**DESCRIPTION OF THE TASK**
Give only the number of lines in the records below that contain the string "plank", matching case exactly.

**RECORDS PROVIDED**
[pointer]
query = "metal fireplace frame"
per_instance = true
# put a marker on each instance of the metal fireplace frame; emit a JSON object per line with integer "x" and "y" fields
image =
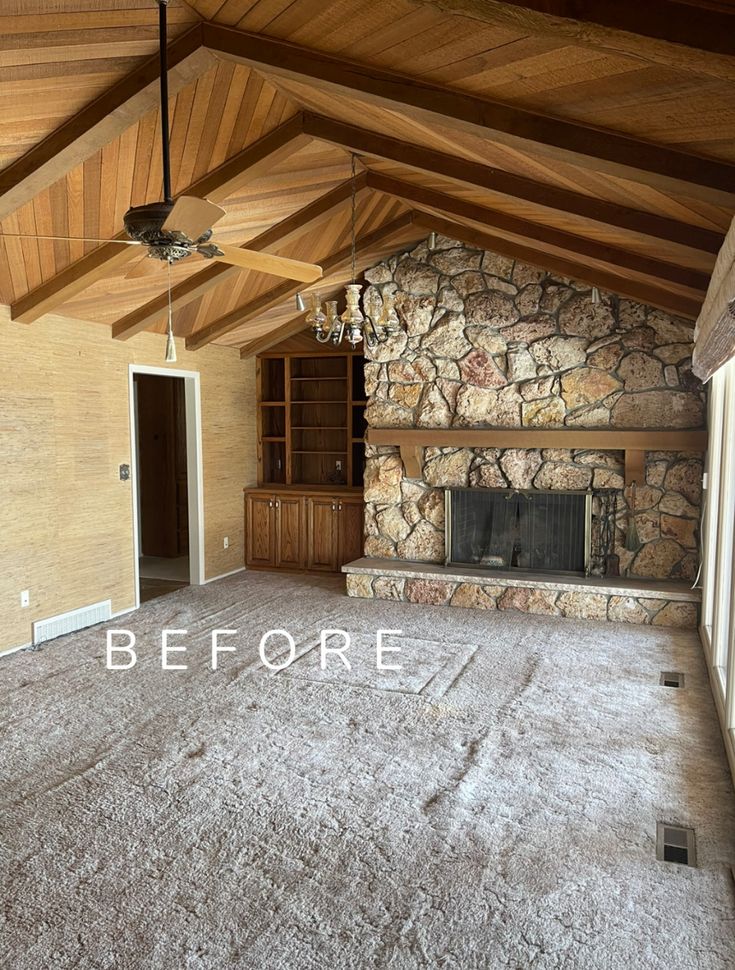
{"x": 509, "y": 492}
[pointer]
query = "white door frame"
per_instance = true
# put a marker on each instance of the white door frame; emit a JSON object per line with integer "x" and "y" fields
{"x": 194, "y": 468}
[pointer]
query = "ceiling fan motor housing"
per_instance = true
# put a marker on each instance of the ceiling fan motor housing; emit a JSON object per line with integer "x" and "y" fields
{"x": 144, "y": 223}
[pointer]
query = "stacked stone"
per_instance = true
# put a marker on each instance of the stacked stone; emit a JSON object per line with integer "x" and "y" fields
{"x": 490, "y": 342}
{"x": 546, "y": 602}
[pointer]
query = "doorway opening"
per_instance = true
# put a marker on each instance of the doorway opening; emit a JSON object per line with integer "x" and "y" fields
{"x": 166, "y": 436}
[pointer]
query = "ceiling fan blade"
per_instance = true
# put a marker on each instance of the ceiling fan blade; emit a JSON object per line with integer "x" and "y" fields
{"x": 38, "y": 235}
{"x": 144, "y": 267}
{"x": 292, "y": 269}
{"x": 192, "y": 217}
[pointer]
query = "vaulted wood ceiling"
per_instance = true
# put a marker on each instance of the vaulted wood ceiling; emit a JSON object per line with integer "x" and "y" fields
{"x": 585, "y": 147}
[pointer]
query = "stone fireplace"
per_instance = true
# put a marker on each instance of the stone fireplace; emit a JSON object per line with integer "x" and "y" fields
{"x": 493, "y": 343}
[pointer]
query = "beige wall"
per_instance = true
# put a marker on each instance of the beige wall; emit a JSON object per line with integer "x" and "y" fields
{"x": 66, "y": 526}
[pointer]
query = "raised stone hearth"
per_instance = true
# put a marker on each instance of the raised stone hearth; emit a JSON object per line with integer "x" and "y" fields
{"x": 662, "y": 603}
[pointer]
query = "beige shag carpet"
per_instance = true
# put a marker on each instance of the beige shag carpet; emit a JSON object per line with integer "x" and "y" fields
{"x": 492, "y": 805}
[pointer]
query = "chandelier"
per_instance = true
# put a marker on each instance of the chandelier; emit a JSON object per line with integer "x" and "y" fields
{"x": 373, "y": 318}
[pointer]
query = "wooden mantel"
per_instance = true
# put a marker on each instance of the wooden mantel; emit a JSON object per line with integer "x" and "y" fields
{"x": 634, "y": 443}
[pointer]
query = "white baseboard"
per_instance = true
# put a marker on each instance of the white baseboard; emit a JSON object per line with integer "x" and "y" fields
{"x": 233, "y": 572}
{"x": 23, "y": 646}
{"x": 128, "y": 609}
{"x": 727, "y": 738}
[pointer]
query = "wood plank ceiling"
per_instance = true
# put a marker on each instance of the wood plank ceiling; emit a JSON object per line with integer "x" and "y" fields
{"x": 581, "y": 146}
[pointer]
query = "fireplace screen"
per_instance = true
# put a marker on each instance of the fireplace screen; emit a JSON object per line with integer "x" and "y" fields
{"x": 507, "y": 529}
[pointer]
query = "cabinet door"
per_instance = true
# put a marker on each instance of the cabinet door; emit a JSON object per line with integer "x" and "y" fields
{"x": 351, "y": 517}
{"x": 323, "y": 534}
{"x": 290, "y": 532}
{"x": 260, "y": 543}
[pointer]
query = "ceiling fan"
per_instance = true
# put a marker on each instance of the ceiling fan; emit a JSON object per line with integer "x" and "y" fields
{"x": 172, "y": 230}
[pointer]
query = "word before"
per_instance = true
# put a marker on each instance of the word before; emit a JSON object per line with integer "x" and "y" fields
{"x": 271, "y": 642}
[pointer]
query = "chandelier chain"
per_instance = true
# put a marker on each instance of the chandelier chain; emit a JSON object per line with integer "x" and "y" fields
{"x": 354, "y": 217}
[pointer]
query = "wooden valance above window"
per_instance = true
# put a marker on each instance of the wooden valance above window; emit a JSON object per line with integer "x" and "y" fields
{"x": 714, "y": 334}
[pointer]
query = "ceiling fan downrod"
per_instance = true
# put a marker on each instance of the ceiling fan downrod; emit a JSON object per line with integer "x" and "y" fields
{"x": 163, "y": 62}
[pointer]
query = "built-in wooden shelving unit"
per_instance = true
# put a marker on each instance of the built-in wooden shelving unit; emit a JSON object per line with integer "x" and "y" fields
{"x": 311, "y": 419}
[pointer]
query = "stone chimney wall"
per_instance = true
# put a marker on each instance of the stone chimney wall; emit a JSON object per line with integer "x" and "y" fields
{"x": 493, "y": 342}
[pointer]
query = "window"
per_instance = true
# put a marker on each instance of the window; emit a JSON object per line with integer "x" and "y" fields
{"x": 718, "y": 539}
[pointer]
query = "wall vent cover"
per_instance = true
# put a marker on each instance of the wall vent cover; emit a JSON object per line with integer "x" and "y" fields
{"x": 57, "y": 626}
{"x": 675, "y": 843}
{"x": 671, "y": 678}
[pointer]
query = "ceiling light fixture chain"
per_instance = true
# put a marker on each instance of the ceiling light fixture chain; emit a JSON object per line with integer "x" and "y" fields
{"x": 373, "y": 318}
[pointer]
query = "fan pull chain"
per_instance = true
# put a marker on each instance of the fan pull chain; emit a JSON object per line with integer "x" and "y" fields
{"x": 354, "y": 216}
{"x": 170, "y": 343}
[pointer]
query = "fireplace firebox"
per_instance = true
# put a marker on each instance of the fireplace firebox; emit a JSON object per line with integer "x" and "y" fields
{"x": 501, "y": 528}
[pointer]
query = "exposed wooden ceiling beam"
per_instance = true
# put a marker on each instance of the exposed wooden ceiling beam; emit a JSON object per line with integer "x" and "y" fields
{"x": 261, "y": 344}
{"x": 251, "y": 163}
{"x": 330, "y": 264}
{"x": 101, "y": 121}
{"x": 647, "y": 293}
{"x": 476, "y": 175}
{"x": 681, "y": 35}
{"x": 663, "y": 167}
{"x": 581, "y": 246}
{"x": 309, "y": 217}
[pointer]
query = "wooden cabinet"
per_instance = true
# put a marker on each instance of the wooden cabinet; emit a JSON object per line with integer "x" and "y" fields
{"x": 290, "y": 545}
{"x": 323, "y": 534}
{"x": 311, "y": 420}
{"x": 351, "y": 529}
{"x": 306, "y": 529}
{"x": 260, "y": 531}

**TASK ANSWER**
2